# Assigned task
Give each entry back by retyping it exactly as written.

# Supplied records
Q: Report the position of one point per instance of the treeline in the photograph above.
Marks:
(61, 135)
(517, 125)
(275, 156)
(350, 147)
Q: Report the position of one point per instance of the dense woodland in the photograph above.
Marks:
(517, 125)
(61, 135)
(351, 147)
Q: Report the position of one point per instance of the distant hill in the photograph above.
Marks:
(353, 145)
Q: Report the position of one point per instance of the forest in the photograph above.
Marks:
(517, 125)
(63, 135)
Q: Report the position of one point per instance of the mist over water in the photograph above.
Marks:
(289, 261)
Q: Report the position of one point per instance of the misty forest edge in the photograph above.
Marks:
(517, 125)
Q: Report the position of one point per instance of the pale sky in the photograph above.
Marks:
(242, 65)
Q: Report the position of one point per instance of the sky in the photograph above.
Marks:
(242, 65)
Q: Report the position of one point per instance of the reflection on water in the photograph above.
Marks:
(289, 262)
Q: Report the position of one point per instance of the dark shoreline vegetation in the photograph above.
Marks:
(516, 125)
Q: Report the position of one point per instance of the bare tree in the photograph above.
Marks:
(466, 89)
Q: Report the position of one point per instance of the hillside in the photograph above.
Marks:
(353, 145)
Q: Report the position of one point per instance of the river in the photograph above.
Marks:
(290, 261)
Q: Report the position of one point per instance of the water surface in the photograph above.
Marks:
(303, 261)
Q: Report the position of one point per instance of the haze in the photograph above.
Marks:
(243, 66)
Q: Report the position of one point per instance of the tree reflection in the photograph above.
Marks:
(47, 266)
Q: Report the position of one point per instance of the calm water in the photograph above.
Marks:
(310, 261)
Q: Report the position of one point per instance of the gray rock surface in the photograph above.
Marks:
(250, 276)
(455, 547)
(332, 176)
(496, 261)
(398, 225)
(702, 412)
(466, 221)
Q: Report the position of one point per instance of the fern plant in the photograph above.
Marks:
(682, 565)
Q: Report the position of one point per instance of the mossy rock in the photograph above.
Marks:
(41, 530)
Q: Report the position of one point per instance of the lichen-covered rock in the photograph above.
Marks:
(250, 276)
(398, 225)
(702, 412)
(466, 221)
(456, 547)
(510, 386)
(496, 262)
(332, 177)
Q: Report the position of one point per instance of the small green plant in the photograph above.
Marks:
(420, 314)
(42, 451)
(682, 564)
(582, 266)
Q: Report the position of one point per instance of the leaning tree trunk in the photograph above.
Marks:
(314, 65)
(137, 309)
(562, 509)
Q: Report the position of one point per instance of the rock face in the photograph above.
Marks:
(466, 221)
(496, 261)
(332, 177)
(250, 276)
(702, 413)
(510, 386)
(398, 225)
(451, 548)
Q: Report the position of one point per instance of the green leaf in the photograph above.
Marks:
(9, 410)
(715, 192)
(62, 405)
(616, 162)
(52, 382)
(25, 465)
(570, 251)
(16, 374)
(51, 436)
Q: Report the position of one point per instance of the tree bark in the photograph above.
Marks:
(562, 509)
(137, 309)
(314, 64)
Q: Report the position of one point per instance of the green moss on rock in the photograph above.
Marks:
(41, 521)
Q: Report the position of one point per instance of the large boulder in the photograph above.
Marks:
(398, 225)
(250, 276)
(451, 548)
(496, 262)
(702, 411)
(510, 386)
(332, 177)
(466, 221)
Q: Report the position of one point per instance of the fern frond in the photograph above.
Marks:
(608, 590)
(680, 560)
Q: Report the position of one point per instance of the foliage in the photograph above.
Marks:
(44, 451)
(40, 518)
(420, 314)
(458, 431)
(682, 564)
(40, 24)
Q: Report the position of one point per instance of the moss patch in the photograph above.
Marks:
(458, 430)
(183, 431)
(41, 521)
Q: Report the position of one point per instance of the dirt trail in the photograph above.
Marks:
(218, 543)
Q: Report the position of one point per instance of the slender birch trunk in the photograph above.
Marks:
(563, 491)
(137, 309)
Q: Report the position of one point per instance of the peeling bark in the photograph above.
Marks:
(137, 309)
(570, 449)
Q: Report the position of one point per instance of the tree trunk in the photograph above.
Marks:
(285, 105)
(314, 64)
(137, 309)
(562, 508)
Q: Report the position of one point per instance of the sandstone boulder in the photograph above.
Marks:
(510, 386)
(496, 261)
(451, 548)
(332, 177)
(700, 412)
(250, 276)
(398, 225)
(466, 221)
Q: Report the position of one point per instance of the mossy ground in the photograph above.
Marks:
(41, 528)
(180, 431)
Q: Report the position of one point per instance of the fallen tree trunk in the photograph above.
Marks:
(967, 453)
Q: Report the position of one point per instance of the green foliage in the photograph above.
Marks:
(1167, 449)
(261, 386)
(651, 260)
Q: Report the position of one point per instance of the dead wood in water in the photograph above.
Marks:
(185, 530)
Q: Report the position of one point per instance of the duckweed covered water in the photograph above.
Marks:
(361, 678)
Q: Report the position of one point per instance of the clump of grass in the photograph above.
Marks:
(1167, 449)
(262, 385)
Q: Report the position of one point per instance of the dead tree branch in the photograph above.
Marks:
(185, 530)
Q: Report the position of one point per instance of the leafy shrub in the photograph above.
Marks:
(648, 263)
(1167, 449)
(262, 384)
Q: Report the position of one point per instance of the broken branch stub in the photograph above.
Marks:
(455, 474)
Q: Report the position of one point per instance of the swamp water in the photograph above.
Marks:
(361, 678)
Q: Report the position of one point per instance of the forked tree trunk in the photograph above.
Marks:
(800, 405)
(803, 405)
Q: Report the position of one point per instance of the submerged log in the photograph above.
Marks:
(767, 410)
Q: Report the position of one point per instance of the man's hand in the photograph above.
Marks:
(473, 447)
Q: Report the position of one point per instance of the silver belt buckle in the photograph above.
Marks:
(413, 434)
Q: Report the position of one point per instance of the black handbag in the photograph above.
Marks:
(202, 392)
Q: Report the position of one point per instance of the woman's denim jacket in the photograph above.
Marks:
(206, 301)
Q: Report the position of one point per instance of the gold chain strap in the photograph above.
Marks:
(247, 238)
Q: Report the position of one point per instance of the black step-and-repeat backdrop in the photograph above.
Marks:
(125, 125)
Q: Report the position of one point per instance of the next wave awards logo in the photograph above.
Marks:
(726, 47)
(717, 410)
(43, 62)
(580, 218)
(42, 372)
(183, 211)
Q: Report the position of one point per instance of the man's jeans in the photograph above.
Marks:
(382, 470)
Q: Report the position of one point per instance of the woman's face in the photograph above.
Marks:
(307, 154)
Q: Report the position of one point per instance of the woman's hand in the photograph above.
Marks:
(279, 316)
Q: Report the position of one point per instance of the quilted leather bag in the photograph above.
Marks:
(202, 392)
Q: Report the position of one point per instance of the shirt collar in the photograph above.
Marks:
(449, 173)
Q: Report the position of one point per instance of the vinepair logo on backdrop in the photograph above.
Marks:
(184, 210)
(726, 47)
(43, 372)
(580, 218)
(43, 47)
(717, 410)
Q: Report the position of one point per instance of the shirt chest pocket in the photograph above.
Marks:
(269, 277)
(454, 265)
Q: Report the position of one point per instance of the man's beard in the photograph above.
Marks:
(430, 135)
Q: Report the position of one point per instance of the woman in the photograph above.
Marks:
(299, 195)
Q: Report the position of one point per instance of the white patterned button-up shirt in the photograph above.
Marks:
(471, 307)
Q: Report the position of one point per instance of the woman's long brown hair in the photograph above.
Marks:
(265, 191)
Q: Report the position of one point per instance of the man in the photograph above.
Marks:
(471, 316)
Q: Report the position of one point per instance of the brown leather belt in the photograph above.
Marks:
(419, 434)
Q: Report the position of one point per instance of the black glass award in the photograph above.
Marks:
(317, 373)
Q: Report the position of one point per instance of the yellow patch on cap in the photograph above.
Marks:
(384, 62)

# Your solution
Q: Report the position of one point per instance of the treeline in the photograph above.
Marks:
(61, 135)
(517, 125)
(275, 156)
(350, 147)
Q: Report the position of one point per instance of the dense woodland in the photograph above.
Marks:
(517, 125)
(61, 135)
(351, 147)
Q: Report the position of one point per instance of the distant hill in the photograph above.
Marks:
(353, 145)
Q: Report the position of one point per instance of the forest in the photograph above.
Marks:
(517, 125)
(63, 135)
Q: Report the position of one point per instance of the mist over water in the photograph above.
Marks:
(289, 261)
Q: Report the position of one point per instance of the misty forest edge in the photograph above.
Marks:
(517, 125)
Q: Report the position of one point per instance of the pale sky in the photograph above.
Marks:
(242, 65)
Q: Report the position of one point per instance of the sky in the photograph above.
Marks:
(242, 65)
Q: Report the position of one point per instance of the reflection on water in the photograph above.
Marks:
(289, 262)
Q: Report the position of one point per instance of the dark shoreline vegetation in the photograph above.
Marks:
(516, 125)
Q: Report the position of one point per instance of the bare tree in the photograph above.
Marks:
(466, 89)
Q: Report the position of one point per instance of the hillside in the photograph above.
Marks:
(353, 145)
Q: Report the position of one point per instance of the river in the photograph above.
Marks:
(290, 261)
Q: Report the position of one point per instance of the water surface in the photograph above.
Marks:
(303, 261)
Q: Report the position of one point per instance of the haze in the photograph above.
Marks:
(243, 66)
Q: Report the position of one point per instance of the tree reflection in the photograph above.
Marks:
(47, 266)
Q: Report the position of one point per instance of the calm water in the photograph above.
Marks:
(310, 261)
Q: Report the position of one point per instance of the gray rock surface in the photograph above.
Marks:
(250, 276)
(455, 547)
(332, 176)
(496, 261)
(398, 225)
(702, 412)
(466, 221)
Q: Report the position of one point per instance of the fern plant in the photograph above.
Marks:
(682, 565)
Q: Report the position of one point per instance of the mossy rock in the photograph above.
Marks:
(41, 530)
Q: Report the position of one point per instance of the lichen-covered rock in the photograph above.
Marks:
(250, 276)
(398, 225)
(702, 412)
(466, 221)
(456, 547)
(510, 386)
(496, 262)
(332, 177)
Q: Report the position of one point per instance of the small green plant in the photograph above.
Marks:
(420, 314)
(42, 451)
(682, 564)
(582, 266)
Q: Report the position of one point per instance of the leaning tree trunk in the photograph above.
Marks:
(314, 65)
(137, 309)
(562, 509)
Q: Report the position of one point per instance of the rock face in the photograph above.
Marks:
(466, 221)
(496, 261)
(332, 177)
(250, 276)
(702, 413)
(510, 386)
(398, 225)
(451, 548)
Q: Report the position of one point per instance of the green leaf in the photograph above.
Marks:
(9, 410)
(715, 192)
(62, 405)
(616, 162)
(52, 382)
(25, 465)
(570, 251)
(16, 374)
(51, 436)
Q: Report the position of one point per instance of the tree bark in the photograph above.
Marks:
(562, 509)
(137, 309)
(314, 64)
Q: Report the position of one point per instance of the green moss on rock in the photograph above.
Marks:
(41, 521)
Q: Report the position of one point per instance of the large boulder in the photograph above.
Marks:
(398, 225)
(250, 276)
(451, 548)
(496, 262)
(702, 411)
(510, 386)
(332, 177)
(466, 221)
Q: Report the position of one point per instance of the fern frond in the photograph above.
Marks:
(608, 590)
(680, 560)
Q: Report the position of one point per instance of the foliage in the photograph above.
Marks:
(44, 451)
(40, 518)
(420, 314)
(458, 431)
(682, 564)
(40, 24)
Q: Report the position of one point per instance of the moss patch in the photograph above.
Marks:
(458, 430)
(183, 431)
(41, 521)
Q: Report the position of one point per instance of the dirt trail in the photograph above.
Marks:
(218, 543)
Q: Report the position of one point per instance of the slender birch trunk in the photograph above.
Marks:
(563, 491)
(137, 309)
Q: Report the position of one point per instance of the peeling bark in the photograph above.
Marks:
(137, 309)
(570, 449)
Q: Report the position of one point per instance of the tree trunk in the photograph above.
Marks:
(285, 105)
(314, 64)
(137, 309)
(562, 508)
Q: Report the position of one point per instance of the sandstone boulder in the photograph above.
Marks:
(510, 386)
(496, 261)
(451, 548)
(332, 177)
(700, 412)
(250, 276)
(398, 225)
(466, 221)
Q: Report the position of one point per instance of the mossy ground in the photograph above.
Marks:
(41, 528)
(180, 431)
Q: Report the position of one point per instance of the fallen tree trunk in the photograph above.
Marks:
(967, 453)
Q: Report the position of one point per instance of the green foliage in the photograph above.
Marks:
(1167, 449)
(261, 386)
(651, 260)
Q: Report the position of one point per instance of the dead wood in water in the photograph above.
Marks:
(185, 530)
Q: Report the position of one point per instance of the duckweed covered water in the photograph above.
Marks:
(361, 678)
Q: Report the position of one point per instance of the clump of grass in the photograph above.
Marks:
(1167, 449)
(262, 385)
Q: Report the position of one point per instance of the dead tree branch in the photograph above.
Marks:
(185, 530)
Q: Report the position of one point per instance of the leafy shrub in the photograph above.
Marks:
(648, 263)
(1167, 449)
(262, 384)
Q: Report the position of one point per instance of the broken branch stub in the photograph above.
Marks:
(455, 474)
Q: Report the position of one point per instance of the swamp water in the photograph above.
Marks:
(361, 678)
Q: Report the position of one point per instance of the forked tree trunk in the photograph above.
Marks:
(800, 405)
(803, 405)
Q: Report the position of one point per instance of the submerged log in the photograph above.
Marks:
(767, 410)
Q: Report the position of one point per instance of the man's hand in the photograph above.
Marks:
(473, 447)
Q: Report the position of one point per instance of the silver belt buckle in the photograph above.
Marks:
(413, 434)
Q: Report the position of one point per instance of the black handbag in the photograph above.
Marks:
(202, 392)
Q: Report the position of one point per instance of the woman's denim jacket in the photograph above.
Marks:
(206, 301)
Q: Report the position of one point per instance of the gold chain strap in the photograph above.
Marks:
(247, 238)
Q: Report the position of one point per instance of the black step-and-repeat backdrop in the photograph above.
Marks:
(125, 125)
Q: Report the position of one point per instance of the next wave awards logo in the photograph above.
Marks:
(726, 47)
(717, 410)
(43, 62)
(580, 218)
(42, 372)
(183, 211)
Q: Report the position of one point per instance of the man's jeans in the photograph above.
Marks:
(382, 470)
Q: Report the position of one point per instance of the woman's face in the photograph above.
Marks:
(307, 154)
Q: Report the position of one point per instance of the woman's hand in the photograph above.
Marks:
(279, 316)
Q: Report the position of one point per instance of the quilted leather bag in the photograph above.
Marks:
(202, 392)
Q: Report the position of one point per instance of the shirt collar in the photograph above.
Marks:
(449, 173)
Q: Report the position of one point per instance of the vinepair logo on backdrop in the photograph above.
Marks:
(184, 210)
(726, 47)
(43, 372)
(580, 218)
(43, 47)
(717, 410)
Q: Report the position of one point per instance of the shirt chest pocket in the photograph above.
Marks:
(269, 277)
(454, 265)
Q: Report the position of one point per instance of the man's beard in the photograph above.
Marks:
(430, 135)
Q: Report the position of one point per instance of the woman in the photograph above.
Marks:
(299, 195)
Q: Report the position of one point per instance of the white patterned button-up shirt in the photograph above.
Marks:
(471, 307)
Q: Report the position of one point per instance of the woman's long brown hair in the photograph above.
Marks:
(265, 191)
Q: Report the position of one point per instance of the man in the photograph above.
Marks:
(471, 316)
Q: Report the position of one point per instance of the brown leather belt in the photograph above.
Marks:
(419, 434)
Q: Report the position of one point per instance of the black glass award in the photograph above.
Marks:
(317, 373)
Q: Report the position of one point per instance of the yellow patch on cap in the photograph above.
Marks:
(384, 62)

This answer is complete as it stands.